### MATERIAL FOR THE TASK

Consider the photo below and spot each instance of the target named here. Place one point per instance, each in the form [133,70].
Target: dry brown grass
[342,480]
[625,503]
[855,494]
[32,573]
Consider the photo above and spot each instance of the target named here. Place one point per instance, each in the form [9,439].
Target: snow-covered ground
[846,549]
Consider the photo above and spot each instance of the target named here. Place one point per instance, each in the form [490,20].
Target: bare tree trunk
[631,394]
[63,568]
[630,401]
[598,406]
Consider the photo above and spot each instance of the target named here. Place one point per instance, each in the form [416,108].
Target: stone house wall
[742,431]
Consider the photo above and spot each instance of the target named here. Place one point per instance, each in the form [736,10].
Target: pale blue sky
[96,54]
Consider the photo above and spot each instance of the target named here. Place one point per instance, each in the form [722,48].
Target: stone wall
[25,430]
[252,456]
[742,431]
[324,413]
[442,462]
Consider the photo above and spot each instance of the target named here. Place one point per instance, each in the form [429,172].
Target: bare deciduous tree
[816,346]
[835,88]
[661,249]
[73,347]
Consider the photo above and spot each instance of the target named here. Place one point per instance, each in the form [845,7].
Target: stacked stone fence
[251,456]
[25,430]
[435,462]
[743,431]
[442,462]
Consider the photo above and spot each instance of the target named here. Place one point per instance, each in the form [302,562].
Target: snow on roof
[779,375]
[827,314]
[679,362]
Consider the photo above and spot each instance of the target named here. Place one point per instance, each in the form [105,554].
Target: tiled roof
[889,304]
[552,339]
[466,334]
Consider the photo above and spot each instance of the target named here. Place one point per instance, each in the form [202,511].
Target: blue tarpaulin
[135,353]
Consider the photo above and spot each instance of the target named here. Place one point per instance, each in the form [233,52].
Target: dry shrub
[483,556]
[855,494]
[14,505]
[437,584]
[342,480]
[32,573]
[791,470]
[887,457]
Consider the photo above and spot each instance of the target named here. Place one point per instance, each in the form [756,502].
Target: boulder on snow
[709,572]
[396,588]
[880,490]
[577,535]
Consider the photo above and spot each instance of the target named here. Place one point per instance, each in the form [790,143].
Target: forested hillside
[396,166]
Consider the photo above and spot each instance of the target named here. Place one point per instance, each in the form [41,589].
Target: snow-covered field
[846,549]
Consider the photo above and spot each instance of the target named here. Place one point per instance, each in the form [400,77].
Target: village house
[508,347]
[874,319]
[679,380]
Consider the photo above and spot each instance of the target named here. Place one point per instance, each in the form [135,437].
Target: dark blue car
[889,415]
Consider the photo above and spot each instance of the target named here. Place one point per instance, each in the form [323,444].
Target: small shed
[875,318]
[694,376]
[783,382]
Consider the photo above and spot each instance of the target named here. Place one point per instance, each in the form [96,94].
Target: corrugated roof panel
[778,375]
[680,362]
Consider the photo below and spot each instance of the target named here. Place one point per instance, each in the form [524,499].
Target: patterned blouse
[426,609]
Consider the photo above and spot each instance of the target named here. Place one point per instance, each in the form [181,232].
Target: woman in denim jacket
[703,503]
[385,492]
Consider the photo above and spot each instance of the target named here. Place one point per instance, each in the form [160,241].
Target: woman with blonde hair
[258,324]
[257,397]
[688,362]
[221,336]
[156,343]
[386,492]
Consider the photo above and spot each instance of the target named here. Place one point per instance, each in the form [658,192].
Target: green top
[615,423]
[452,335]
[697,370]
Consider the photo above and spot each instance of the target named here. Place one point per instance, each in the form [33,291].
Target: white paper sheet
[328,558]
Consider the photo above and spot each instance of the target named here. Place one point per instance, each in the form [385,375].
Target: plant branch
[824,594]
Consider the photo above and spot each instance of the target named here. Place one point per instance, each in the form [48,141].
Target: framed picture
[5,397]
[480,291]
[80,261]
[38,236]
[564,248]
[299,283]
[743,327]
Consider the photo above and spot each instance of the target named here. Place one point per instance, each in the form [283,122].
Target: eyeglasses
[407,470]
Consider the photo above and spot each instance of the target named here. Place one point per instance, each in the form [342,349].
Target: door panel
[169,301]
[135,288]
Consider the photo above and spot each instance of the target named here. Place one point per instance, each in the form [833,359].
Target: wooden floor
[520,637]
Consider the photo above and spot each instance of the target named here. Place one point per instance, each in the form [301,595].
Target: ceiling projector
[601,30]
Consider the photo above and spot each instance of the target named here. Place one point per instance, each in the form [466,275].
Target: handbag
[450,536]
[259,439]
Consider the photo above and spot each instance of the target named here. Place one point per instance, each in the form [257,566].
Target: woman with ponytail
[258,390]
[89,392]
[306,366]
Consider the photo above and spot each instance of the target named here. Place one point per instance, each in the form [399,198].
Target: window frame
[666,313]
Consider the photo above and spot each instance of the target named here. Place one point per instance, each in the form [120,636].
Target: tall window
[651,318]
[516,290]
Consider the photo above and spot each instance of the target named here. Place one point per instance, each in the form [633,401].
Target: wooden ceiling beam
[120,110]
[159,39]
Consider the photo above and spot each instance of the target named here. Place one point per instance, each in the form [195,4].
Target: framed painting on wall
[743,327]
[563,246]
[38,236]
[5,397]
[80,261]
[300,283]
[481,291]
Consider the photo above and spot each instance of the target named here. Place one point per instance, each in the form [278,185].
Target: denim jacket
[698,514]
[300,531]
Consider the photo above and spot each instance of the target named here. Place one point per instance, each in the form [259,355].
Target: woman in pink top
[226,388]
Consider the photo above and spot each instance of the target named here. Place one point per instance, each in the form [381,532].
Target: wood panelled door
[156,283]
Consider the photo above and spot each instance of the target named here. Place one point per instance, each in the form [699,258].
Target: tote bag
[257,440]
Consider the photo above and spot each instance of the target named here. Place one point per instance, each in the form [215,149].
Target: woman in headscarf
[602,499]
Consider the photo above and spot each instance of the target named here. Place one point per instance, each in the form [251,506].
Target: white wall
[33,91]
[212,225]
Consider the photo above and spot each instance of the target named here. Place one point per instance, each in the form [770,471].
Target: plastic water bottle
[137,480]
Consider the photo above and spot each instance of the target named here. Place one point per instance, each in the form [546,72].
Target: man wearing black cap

### BRIEF
Please change "instance" to "occurrence" everywhere it occurs in the material above and reproduce the lines with nothing else altered.

### PROBLEM SOLUTION
Consider the photo below and spot each occurrence of the target named here. Place one point per occurrence, each in the form [133,70].
Target: dry brown grass
[342,480]
[625,503]
[855,494]
[32,573]
Consider the photo above and spot each occurrence of the target named here. Place one point per occurrence, each in the form [9,439].
Target: snow-covered ground
[846,549]
Consider the photo above and spot each occurrence of the target named here. Place one point per occurrence, each in the form [490,20].
Target: bare tree trunk
[631,394]
[63,568]
[630,401]
[598,406]
Consider the photo above and spot each occurrence of the target named here. Place one point per occurrence, each in the form [416,108].
Target: stone house wall
[742,431]
Consider the photo above and spot each occurrence of the target named here. Place one point per occurrence, each in the form [736,10].
Target: pale blue sky
[96,54]
Consider the photo above and spot each occurrence of the target named here. Place one point per occurrence, each in the form [722,48].
Target: stone wall
[25,430]
[252,456]
[742,431]
[324,413]
[442,462]
Consider the photo above and spot each occurrence of the target named here. Place one point per occurrence, each in the form [429,172].
Target: bare deciduous tree
[816,346]
[835,88]
[661,249]
[73,347]
Consider the photo above and spot each occurrence of the target named here. Place one point per occurrence, each in the form [845,7].
Target: stacked stone fence
[251,456]
[25,430]
[435,462]
[743,431]
[442,462]
Consider the photo above and spot each occurrence of the target named here. Place one point per occurrence, each in the form [302,562].
Target: snow on roof
[779,375]
[827,314]
[679,362]
Consider the photo above and spot each occurrence of the target named here. Place one point per occurrence, each in the form [105,554].
Target: tiled roof
[889,304]
[552,339]
[466,334]
Consider the photo above and spot each occurrence of the target named here. Place one point per occurrence, each in the form [202,511].
Target: blue tarpaulin
[135,353]
Consider the photo above and spot each occurrence of the target named here. Place one point per occurrence, each in the form [233,52].
Target: dry shrub
[483,556]
[855,494]
[14,505]
[437,584]
[342,480]
[32,573]
[791,470]
[887,457]
Consider the photo above and spot each occurrence of the target named here. Place one point per occurrence, each in the form [756,502].
Target: boulder on snow
[709,572]
[396,588]
[880,490]
[577,535]
Consider the photo above and spot each occurrence of the target named here. Place one point per occurrence, each in the form [790,143].
Target: forested hillside
[396,166]
Consider the photo above and spot each occurrence of the target named here. Place one point per occurrence, each in the form [41,589].
Target: snow-covered field
[846,549]
Consider the photo above and spot each occurrence of the target named here. Place one point per occurrence, each in the form [400,77].
Target: village house
[508,347]
[874,319]
[679,380]
Consider the photo above and spot each occurrence of the target named here. Place one point per occurrence, each in the form [135,437].
Target: dark blue car
[889,415]
Consider the photo above and spot each occurrence of the target named here. Place one point per occurrence, each in the form [323,444].
Target: small shed
[875,318]
[694,376]
[783,382]
Consider the photo above and spot each occurrence of the target named here. Place one point per occurrence, each in the form [96,94].
Target: corrugated roof panel
[778,375]
[680,362]
Consider the photo below and spot each occurrence of the target named here. Place one point per occurrence, each in the form [524,499].
Target: patterned blouse
[426,609]
Consider the photo above and spot each occurrence of the target named here. Place one point per occurrence, each in the form [181,232].
Target: woman in denim jacket
[703,503]
[385,492]
Consider the photo above and spot each occurrence of the target named here. Place one point per occurrence, each in the form [160,241].
Target: woman with blonde hair
[258,324]
[257,397]
[688,362]
[221,336]
[156,343]
[386,492]
Consider the photo above and spot each occurrence of the target named here. Place one point per occurrence, each in the form [658,192].
Target: green top
[615,423]
[452,335]
[697,370]
Consider the photo above and spot each occurrence of the target named here. Place one point per occurrence, each in the form [33,291].
Target: white paper sheet
[328,558]
Consider the photo above and spot each occurrence of the target named here. Place one point per occurrence, each in the form [385,375].
Target: plant branch
[824,594]
Consider the photo above and spot each occurrence of the target named here. Place one point per occurrence, each in the form [48,141].
Target: framed picture
[5,397]
[480,291]
[80,261]
[38,236]
[564,248]
[299,283]
[743,327]
Consider the photo above and spot each occurrence of the target named here. Place one point per occurrence, each in the form [283,122].
Target: eyeglasses
[407,470]
Consider the photo above and spot each occurrence of the target named here. Place one point per occurrence, each in the form [342,349].
Target: door panel
[169,301]
[135,288]
Consider the photo above and spot each occurrence of the target named here. Place one point per occurrence, each in the form [833,359].
Target: wooden floor
[520,637]
Consider the photo above and spot each occurrence of the target named here. Place one point per occurrence, each in the form [301,595].
Target: ceiling projector
[601,30]
Consider the photo above and spot each occurrence of the target named here. Place one point per occurrence, each in the form [466,275].
Target: handbag
[450,536]
[259,439]
Consider the photo above and spot each occurrence of the target named here. Place one point per occurrence, each in the form [257,566].
Target: woman with ponytail
[258,390]
[89,392]
[306,366]
Consider the photo above and spot each occurrence of the target named here. Place one point per occurrence, each in the form [399,198].
Target: window frame
[666,313]
Consider the photo above and spot each occurrence of the target named here. Place one point per occurrence, each in the form [120,636].
Target: tall window
[651,318]
[516,290]
Consider the photo above and spot each occurrence of the target named here. Place one point per occurrence, each in the form [633,401].
Target: wooden ceiling beam
[120,110]
[159,39]
Consider the photo above and spot each occurrence of the target named here. Place one point per occurrence, each in the form [195,4].
Target: framed painting on wall
[743,327]
[563,246]
[38,236]
[5,397]
[80,261]
[300,283]
[481,291]
Consider the photo above and spot each occurrence of the target named here. Place one point per occurrence, each in the form [278,185].
Target: denim jacket
[698,514]
[300,531]
Consider the photo above and spot each occurrence of the target named here. Place one point per occurrence, each in the form [259,355].
Target: woman in pink top
[226,388]
Consider the photo above and spot each occurrence of the target named here. Place one point per occurrence, each in the form [381,532].
Target: wood panelled door
[156,283]
Consider the photo above and spot each occurrence of the target named here. Place one point per occurrence, each in the form [699,258].
Target: tote bag
[257,440]
Consider the photo above and spot each occurrence of the target named here. Place one point per occurrence, each in the form [215,149].
Target: woman in headscarf
[602,499]
Consider the photo above and spot each occurrence of the target named here. Place one point per occurrence, each in the form [251,506].
Target: white wall
[33,91]
[212,225]
Consider the photo above and spot each occurrence of the target named here. Place one point per occurrence, each in the form [770,471].
Target: plastic water bottle
[137,480]
Consider the photo above and spot each occurrence of the target named here. Place one point per occurrence, each in the form [546,72].
Target: man wearing black cap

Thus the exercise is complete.